[PROVIDED RECORDS]
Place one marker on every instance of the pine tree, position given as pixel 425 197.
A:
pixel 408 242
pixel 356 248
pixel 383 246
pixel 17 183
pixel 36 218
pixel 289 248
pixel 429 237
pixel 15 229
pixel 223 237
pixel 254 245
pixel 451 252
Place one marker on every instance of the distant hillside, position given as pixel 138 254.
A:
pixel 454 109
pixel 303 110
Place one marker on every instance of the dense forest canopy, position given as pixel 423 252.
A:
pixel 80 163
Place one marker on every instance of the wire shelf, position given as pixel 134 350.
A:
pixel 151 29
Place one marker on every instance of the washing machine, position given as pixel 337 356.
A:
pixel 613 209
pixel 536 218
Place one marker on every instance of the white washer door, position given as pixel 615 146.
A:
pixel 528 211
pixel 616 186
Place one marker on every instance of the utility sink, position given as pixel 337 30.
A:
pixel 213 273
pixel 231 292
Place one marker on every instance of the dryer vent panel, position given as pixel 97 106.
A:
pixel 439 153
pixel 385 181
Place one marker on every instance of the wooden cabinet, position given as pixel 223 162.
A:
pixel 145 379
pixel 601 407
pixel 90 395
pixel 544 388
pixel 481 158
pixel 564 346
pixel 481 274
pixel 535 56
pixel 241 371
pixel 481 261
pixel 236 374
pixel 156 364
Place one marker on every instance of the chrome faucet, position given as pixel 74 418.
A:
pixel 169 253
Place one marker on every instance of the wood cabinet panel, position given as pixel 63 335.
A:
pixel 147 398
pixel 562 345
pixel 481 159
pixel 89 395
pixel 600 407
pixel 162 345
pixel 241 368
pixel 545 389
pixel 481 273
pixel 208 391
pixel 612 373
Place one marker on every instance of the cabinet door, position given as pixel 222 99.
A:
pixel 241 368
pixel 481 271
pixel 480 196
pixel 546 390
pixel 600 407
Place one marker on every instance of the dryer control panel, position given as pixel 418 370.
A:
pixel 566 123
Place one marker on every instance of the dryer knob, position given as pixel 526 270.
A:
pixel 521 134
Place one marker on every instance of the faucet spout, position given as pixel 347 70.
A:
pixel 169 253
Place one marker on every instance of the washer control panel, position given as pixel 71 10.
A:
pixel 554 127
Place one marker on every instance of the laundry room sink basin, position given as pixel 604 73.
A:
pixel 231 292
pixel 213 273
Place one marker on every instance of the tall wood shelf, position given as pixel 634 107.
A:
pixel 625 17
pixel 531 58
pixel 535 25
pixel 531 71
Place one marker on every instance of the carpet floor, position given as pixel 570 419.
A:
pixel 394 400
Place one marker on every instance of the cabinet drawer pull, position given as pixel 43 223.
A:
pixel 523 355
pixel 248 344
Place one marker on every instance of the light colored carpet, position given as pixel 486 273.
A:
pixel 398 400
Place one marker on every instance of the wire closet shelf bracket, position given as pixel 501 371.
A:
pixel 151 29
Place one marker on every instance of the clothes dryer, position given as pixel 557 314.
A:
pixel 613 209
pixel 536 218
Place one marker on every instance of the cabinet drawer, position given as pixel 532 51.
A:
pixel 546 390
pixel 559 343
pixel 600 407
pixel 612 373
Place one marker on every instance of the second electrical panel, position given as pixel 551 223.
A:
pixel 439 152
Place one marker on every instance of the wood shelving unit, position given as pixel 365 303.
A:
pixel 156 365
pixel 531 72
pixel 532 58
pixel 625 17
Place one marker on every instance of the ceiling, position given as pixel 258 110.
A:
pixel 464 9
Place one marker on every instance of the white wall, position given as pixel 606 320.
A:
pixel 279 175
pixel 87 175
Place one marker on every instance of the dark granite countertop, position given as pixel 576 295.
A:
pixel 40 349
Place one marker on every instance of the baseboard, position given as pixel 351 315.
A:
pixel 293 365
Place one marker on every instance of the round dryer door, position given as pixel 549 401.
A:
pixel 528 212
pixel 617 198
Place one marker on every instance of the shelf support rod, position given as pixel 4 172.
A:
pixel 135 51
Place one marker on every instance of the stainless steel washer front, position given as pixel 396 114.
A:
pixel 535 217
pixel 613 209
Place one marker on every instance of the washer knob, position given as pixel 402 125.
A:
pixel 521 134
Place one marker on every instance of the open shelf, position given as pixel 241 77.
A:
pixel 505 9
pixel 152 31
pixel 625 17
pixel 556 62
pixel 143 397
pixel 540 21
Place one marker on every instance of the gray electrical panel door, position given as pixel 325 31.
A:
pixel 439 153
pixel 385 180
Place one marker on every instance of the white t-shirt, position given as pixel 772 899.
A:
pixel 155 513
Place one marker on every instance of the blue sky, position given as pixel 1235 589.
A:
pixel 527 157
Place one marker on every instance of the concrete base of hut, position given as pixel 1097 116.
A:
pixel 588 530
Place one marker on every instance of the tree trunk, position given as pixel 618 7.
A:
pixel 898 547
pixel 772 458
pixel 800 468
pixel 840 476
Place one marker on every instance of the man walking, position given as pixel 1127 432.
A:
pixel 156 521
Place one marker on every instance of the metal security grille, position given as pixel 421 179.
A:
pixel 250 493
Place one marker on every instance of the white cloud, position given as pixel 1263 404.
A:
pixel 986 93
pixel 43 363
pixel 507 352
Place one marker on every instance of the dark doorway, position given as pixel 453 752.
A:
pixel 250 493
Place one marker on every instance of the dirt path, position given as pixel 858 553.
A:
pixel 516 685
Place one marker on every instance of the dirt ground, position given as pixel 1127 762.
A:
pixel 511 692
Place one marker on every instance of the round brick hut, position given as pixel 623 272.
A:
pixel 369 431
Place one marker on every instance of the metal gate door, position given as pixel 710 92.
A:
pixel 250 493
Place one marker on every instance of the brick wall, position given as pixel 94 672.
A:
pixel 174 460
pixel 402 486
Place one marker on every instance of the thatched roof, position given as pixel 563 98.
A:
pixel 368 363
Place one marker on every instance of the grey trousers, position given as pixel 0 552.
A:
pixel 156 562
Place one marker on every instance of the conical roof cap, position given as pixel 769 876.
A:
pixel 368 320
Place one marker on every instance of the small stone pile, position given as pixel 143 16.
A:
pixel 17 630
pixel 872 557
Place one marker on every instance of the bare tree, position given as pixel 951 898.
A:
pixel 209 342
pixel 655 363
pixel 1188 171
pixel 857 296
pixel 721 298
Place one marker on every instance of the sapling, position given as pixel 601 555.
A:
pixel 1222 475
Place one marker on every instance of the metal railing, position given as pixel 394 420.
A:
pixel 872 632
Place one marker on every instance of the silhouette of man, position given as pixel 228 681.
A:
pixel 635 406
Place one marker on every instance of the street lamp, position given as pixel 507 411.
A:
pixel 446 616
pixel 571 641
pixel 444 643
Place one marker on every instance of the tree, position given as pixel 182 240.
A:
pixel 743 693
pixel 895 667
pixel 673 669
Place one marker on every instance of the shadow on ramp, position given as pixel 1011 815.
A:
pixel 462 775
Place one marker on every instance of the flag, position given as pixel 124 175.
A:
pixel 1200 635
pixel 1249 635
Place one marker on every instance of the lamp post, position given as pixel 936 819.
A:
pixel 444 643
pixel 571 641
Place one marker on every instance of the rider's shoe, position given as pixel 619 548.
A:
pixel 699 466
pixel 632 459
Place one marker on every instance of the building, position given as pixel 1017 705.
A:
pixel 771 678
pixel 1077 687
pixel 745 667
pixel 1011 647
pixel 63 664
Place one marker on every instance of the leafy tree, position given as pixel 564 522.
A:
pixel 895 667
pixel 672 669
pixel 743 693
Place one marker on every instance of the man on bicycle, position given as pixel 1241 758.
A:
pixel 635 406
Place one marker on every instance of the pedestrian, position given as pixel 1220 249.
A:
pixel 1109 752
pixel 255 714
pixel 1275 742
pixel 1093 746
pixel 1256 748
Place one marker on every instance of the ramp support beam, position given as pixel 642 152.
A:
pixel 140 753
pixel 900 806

[WHAT IS EXPECTED] Reproduce only the lines between the line containing "Place one marker on every instance of the tree, position" and the last line of the records, those two lines included, exactly.

[EXERCISE OUTPUT]
Place one marker on every instance of the tree, position given as pixel 182 240.
A:
pixel 743 693
pixel 895 667
pixel 673 669
Place one marker on every instance of the shadow on ramp, position given as pixel 1011 815.
A:
pixel 462 775
Place one marker on every instance of the flag, position given as pixel 124 175.
A:
pixel 1200 635
pixel 1249 635
Place one marker on every instance of the lamp post, position given as pixel 936 819.
A:
pixel 444 643
pixel 571 641
Place one marker on every instance of the rider's shoe, position given as pixel 619 548.
A:
pixel 699 466
pixel 632 459
Place one marker on every instance of the building, position given as pixel 1017 705.
A:
pixel 771 678
pixel 1077 687
pixel 745 667
pixel 1011 647
pixel 63 664
Place one marker on every instance of the leafy tree, position given as pixel 564 522.
A:
pixel 895 667
pixel 672 669
pixel 743 693
Place one marker on every instance of the man on bicycle, position given as pixel 1241 758.
A:
pixel 635 406
Place one marker on every instance of the pedestrian, position given as pixel 1220 249.
A:
pixel 1109 752
pixel 255 714
pixel 1275 742
pixel 1093 746
pixel 1256 748
Place one marker on every instance of the ramp support beam, position given as pixel 642 152.
A:
pixel 140 753
pixel 900 806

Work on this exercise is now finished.